- Task requirements:
Please filter the entries and return only the lines that include "philippine".

[Stored items from a collection]
____
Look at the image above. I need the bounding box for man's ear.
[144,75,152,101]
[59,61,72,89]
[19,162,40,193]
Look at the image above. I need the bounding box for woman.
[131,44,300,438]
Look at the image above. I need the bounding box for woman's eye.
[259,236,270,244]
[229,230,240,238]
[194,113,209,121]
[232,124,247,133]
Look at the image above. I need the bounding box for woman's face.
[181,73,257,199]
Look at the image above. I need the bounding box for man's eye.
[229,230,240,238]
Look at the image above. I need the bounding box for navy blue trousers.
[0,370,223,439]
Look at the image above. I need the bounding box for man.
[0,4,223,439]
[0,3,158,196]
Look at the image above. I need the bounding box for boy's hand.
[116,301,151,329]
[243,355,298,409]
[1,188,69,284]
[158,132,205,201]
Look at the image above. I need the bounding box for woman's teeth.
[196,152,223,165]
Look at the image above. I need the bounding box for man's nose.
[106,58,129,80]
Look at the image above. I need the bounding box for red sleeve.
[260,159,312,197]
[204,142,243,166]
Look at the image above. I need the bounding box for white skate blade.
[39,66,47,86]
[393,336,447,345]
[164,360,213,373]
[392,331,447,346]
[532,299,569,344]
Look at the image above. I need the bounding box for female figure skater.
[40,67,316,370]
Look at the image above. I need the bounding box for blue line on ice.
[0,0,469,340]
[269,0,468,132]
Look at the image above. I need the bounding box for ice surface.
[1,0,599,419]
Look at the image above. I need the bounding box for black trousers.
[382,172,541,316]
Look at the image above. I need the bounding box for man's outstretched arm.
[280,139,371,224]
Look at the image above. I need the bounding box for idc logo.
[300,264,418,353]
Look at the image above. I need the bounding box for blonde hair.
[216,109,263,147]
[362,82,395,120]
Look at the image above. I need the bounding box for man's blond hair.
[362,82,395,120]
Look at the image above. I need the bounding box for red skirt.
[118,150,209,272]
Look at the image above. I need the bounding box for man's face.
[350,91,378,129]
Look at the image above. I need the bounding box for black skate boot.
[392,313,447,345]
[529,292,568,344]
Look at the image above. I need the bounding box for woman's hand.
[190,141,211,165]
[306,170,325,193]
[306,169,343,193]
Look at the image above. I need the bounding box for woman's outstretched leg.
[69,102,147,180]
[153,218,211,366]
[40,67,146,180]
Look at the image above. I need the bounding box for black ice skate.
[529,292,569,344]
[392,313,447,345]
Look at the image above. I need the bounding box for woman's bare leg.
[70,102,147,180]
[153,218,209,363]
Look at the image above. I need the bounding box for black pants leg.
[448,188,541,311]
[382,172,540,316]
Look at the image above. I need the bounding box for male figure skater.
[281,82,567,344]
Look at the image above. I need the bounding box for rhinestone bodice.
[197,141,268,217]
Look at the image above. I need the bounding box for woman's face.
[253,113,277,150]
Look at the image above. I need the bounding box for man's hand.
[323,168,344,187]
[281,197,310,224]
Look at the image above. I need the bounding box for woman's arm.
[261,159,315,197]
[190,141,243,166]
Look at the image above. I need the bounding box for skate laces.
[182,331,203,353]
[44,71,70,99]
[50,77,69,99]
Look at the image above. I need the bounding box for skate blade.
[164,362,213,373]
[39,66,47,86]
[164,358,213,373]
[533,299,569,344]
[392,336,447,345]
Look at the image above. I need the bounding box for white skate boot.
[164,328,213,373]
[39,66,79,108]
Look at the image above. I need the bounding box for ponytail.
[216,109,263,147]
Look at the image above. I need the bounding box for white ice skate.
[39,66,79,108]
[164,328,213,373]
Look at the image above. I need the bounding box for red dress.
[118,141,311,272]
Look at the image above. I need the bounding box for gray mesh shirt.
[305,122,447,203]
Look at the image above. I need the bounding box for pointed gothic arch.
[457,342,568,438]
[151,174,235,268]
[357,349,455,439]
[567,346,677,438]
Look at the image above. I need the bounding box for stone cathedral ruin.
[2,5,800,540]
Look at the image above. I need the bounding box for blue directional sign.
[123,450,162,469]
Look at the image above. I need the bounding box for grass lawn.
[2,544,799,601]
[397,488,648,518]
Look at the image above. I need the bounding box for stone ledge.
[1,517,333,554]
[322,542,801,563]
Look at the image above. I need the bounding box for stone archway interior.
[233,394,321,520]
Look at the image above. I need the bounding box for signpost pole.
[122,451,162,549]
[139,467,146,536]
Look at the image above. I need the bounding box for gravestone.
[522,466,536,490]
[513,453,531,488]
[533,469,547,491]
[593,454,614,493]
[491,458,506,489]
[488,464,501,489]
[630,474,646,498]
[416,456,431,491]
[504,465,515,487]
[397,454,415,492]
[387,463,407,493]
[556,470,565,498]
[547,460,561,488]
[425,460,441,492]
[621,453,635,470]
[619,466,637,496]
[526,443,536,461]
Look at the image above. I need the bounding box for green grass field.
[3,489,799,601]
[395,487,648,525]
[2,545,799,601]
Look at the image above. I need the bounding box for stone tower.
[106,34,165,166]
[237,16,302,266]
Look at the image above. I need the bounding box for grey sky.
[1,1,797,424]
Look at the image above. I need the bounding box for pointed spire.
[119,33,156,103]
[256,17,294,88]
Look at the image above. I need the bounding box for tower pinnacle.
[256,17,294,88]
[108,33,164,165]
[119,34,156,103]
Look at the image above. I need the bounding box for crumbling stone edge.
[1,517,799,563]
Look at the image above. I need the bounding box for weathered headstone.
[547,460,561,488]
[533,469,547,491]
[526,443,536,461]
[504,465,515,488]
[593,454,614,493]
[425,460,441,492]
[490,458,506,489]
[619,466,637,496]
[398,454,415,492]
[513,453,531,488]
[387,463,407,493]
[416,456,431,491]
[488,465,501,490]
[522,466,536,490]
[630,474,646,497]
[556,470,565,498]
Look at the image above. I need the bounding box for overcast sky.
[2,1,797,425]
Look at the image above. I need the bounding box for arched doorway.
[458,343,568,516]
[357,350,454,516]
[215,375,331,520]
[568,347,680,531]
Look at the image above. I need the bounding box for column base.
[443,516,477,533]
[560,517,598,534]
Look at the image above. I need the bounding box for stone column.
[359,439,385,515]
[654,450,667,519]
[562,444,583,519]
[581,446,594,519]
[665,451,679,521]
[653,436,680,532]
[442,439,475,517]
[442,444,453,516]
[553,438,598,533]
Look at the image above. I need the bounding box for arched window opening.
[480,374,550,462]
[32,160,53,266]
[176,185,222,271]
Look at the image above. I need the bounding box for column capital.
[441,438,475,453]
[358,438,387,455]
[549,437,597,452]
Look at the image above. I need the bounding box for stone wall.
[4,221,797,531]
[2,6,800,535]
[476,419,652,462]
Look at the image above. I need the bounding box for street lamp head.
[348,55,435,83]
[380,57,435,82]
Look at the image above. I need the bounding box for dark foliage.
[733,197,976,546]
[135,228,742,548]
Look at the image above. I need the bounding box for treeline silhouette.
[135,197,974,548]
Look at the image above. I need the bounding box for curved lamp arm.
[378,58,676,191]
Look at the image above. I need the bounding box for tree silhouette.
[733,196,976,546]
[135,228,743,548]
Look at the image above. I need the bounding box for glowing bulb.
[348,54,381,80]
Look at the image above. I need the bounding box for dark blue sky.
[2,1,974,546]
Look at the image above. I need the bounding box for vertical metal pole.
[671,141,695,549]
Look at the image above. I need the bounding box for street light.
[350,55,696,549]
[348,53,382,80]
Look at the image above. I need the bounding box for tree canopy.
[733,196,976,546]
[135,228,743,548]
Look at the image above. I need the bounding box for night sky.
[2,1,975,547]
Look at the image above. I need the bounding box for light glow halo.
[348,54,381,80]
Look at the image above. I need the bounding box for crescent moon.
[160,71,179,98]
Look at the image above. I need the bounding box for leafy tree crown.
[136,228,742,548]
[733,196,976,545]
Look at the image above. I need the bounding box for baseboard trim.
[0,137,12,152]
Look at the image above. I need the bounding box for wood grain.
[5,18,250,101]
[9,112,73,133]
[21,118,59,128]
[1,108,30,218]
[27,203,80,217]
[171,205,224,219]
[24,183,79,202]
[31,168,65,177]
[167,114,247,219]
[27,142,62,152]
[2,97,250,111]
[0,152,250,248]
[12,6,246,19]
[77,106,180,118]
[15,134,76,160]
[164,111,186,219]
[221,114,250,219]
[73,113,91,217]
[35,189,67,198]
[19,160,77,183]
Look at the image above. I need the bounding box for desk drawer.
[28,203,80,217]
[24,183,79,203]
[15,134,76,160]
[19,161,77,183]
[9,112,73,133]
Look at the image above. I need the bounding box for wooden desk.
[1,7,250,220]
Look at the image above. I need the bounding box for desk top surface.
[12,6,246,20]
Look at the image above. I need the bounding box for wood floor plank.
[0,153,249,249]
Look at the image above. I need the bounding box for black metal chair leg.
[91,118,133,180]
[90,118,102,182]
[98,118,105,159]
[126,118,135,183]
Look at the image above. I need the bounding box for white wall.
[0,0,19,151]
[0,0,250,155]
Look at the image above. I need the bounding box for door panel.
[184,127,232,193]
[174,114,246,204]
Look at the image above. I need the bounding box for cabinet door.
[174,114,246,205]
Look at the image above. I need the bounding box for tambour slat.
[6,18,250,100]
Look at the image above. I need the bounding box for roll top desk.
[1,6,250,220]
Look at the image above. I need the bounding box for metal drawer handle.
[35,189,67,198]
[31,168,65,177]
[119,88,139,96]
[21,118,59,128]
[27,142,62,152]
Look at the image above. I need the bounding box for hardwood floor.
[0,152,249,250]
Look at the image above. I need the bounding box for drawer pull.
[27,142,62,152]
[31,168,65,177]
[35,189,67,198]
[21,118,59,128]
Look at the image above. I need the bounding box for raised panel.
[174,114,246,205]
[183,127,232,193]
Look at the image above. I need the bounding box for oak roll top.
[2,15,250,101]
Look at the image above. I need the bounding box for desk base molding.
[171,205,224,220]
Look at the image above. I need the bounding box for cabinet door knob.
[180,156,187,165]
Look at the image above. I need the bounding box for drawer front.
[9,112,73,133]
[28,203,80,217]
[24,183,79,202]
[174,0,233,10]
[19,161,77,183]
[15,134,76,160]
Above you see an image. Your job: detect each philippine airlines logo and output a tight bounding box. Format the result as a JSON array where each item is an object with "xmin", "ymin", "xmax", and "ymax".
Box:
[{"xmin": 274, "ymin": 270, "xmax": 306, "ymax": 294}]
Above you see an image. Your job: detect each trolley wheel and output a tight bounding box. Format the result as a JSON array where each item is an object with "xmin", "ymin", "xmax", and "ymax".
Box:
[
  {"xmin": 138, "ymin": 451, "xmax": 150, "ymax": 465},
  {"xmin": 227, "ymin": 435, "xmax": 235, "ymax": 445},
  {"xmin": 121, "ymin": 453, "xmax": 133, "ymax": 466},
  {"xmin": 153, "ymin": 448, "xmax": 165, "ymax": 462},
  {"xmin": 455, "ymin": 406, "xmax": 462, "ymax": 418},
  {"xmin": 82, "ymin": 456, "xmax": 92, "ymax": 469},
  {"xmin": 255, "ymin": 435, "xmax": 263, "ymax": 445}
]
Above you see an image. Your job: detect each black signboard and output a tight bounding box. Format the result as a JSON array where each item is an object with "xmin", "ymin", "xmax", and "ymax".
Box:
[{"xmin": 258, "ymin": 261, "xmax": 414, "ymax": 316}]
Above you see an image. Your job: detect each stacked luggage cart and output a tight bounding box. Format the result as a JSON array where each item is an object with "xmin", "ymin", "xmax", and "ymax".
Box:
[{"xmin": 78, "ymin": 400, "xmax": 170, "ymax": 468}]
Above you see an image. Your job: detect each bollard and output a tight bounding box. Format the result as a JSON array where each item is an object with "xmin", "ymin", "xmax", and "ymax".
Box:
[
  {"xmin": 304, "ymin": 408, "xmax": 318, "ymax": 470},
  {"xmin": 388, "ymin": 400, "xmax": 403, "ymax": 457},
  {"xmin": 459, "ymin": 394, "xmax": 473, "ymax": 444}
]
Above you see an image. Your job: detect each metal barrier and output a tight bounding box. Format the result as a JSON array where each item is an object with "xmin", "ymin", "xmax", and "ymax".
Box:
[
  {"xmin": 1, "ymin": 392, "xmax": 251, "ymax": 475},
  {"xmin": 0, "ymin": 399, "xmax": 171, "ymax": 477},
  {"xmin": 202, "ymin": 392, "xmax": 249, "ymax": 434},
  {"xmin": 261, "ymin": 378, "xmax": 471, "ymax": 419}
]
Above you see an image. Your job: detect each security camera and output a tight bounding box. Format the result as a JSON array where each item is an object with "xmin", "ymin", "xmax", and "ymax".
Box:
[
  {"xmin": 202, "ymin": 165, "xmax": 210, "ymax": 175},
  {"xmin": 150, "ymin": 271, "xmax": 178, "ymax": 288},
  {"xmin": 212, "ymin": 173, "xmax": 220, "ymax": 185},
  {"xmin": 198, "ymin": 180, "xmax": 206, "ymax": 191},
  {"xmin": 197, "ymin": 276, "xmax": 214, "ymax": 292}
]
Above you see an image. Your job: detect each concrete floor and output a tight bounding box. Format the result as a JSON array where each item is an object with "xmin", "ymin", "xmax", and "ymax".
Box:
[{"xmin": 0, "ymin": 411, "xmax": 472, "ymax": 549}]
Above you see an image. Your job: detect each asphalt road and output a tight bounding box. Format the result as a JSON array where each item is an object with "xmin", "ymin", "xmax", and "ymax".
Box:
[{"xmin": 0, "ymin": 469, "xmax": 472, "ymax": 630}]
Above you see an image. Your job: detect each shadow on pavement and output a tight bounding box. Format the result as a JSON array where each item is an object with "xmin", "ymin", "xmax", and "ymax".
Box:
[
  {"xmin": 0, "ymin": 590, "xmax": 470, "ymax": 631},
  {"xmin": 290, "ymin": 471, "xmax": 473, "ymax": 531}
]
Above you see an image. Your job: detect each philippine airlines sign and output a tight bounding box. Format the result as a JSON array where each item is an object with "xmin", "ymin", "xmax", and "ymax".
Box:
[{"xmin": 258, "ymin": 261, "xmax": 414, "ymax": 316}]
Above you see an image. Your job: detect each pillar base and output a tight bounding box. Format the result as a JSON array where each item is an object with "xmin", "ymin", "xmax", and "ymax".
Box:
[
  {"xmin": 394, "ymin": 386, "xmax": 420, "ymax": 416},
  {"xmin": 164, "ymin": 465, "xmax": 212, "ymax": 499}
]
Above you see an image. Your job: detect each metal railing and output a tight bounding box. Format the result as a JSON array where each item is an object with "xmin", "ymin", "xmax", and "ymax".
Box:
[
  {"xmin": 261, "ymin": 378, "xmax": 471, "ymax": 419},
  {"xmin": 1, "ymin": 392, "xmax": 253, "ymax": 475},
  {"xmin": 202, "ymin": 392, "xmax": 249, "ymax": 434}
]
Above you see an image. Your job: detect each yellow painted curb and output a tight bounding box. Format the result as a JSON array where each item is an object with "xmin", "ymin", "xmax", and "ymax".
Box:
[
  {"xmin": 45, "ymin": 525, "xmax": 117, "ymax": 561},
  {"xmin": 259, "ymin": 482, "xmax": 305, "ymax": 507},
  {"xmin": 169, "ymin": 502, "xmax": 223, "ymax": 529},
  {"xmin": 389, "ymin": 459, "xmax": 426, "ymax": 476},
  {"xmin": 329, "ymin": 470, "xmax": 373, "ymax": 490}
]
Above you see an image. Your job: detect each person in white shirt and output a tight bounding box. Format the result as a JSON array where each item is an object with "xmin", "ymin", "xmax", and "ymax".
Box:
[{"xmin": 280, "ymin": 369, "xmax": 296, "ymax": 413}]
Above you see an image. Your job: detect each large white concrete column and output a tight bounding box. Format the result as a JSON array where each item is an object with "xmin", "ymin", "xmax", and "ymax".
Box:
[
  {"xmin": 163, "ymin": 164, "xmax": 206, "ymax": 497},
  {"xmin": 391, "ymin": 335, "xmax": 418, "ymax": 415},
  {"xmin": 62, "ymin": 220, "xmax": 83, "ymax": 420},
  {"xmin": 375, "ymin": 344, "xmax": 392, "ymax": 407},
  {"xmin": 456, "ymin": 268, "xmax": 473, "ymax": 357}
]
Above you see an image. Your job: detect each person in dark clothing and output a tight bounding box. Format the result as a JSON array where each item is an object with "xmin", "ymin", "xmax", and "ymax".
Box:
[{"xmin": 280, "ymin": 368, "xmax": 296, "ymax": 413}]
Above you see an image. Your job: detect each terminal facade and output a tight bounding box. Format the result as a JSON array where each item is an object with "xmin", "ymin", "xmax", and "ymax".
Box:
____
- Response:
Above you see an image. Your job: detect each philippine airlines logo and output a tight bounding box. Format the result as a JSON array where each item is an object with "xmin", "ymin", "xmax", and "ymax".
Above you see an image. Your job: detect each philippine airlines sign and output a tight bounding box. Format the result as a JSON array where each item is an object with "xmin", "ymin", "xmax", and "ymax".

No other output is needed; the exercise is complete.